▸ **Exercise description**
Copy exactly the line containing "Category: headlight" and all the lines that follow it to the end of the records, minus the pictures.

*** Extracted material ***

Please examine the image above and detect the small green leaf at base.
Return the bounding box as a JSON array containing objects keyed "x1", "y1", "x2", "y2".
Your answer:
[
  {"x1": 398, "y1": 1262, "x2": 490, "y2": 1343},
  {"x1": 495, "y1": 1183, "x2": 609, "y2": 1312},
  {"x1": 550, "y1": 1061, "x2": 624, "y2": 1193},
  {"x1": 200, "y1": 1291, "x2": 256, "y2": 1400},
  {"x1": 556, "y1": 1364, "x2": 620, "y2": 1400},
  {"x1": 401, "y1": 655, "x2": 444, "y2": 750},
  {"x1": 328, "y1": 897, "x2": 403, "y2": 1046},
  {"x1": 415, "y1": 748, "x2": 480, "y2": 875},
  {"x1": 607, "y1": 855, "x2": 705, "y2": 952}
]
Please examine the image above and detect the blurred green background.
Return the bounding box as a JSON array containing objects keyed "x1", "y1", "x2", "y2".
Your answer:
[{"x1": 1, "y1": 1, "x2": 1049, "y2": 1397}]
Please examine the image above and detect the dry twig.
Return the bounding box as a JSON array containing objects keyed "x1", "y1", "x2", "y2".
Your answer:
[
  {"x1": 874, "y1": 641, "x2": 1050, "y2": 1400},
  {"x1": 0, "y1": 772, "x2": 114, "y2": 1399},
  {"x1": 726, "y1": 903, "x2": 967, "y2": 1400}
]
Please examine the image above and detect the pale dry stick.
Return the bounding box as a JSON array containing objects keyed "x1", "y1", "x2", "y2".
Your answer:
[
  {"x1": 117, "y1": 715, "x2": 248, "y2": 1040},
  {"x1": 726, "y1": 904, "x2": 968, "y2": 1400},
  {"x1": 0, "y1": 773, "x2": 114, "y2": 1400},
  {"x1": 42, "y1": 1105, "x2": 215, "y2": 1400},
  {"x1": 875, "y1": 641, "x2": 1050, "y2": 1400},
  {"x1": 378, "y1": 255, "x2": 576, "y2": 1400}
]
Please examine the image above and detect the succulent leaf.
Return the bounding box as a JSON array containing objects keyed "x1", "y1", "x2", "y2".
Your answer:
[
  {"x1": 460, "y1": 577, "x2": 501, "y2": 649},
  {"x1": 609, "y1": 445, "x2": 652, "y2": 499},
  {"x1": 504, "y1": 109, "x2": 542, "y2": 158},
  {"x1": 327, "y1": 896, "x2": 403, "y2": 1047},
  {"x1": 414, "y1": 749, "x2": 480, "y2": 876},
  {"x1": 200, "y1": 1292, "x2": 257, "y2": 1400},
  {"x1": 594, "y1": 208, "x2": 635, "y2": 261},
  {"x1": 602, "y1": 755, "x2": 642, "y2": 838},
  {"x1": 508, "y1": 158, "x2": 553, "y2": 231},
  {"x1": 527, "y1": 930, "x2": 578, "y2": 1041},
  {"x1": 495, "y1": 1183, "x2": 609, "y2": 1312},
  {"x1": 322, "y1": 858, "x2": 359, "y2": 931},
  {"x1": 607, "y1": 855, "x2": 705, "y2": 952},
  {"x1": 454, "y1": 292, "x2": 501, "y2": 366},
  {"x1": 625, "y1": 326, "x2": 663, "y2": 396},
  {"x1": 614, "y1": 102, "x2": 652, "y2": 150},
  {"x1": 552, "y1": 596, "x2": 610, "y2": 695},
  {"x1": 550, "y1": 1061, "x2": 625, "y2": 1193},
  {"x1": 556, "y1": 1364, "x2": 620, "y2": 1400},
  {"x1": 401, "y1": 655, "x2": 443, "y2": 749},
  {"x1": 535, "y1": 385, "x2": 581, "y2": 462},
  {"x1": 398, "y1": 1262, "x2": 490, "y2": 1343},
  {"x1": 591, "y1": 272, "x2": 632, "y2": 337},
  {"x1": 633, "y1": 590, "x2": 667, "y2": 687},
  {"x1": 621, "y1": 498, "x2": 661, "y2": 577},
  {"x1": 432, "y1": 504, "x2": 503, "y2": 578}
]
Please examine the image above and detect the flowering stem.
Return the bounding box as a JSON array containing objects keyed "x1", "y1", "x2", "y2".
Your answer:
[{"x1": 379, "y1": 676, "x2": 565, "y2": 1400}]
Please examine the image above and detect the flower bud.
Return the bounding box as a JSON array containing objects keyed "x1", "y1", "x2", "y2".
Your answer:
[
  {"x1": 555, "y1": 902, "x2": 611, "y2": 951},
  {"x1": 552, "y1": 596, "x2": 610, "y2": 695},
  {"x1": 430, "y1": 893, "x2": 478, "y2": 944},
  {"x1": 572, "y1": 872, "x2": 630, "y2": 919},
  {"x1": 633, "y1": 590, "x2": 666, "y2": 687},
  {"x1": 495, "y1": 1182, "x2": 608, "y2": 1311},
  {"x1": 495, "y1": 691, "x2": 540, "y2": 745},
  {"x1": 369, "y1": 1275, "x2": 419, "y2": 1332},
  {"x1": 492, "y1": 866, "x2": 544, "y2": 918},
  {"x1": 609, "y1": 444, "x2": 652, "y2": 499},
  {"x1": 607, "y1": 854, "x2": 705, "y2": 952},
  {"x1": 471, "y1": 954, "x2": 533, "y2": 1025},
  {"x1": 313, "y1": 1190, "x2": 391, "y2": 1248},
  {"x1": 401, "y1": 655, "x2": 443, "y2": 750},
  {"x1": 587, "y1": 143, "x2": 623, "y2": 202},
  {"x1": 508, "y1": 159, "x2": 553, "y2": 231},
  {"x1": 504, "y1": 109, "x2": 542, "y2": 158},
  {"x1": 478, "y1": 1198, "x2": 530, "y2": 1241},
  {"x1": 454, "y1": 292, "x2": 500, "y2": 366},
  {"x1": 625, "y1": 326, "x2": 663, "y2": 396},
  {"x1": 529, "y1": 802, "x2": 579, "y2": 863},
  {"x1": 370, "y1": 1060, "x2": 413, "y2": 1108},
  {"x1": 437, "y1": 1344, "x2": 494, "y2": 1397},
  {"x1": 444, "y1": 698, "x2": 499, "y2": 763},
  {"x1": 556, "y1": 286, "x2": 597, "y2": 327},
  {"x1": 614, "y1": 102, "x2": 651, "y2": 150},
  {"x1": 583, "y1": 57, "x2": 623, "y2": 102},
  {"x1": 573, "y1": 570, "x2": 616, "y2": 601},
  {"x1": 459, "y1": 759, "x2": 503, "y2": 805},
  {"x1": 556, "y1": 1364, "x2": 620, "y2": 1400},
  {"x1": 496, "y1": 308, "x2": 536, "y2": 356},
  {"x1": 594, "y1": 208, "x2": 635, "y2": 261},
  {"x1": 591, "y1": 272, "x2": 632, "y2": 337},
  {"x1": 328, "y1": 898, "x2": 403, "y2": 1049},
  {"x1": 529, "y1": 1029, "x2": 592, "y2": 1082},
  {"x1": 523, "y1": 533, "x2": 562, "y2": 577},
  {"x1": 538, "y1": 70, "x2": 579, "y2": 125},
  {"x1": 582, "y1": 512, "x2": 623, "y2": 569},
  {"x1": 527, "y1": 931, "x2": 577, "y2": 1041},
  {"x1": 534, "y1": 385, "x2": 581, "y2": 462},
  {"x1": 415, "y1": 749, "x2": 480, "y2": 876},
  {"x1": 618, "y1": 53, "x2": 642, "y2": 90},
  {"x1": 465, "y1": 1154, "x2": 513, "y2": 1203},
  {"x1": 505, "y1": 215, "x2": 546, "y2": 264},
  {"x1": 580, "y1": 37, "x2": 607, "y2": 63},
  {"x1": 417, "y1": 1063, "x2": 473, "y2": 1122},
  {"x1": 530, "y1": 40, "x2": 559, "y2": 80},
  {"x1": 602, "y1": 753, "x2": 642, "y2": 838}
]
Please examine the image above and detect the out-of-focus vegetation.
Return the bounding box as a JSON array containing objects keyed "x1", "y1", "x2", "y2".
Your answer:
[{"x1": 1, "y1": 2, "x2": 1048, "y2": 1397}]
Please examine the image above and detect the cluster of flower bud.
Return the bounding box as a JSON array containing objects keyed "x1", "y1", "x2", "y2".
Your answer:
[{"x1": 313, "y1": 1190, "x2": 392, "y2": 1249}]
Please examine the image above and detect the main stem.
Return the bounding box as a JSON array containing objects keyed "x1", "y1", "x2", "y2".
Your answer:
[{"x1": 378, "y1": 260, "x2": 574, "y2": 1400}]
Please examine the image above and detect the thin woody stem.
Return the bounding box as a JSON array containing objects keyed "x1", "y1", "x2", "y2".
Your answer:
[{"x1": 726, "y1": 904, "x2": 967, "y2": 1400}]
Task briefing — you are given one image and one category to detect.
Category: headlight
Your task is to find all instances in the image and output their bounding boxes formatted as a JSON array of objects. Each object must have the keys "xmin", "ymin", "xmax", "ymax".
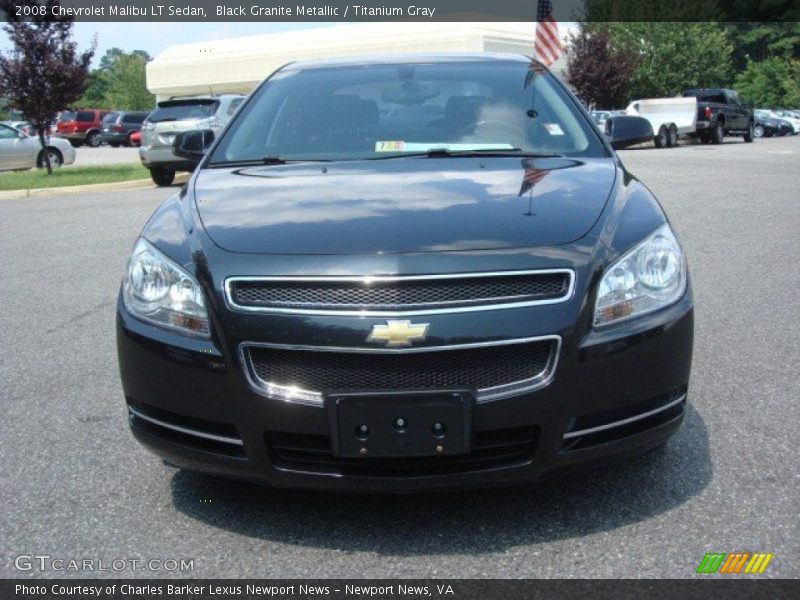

*** End of Extracted material ***

▸ **Answer for this exercise**
Category: headlight
Your task is to find all instances in the image and output their bounding boxes formatted as a JSON array of objects. Each object must have the keys "xmin", "ymin", "xmax", "ymax".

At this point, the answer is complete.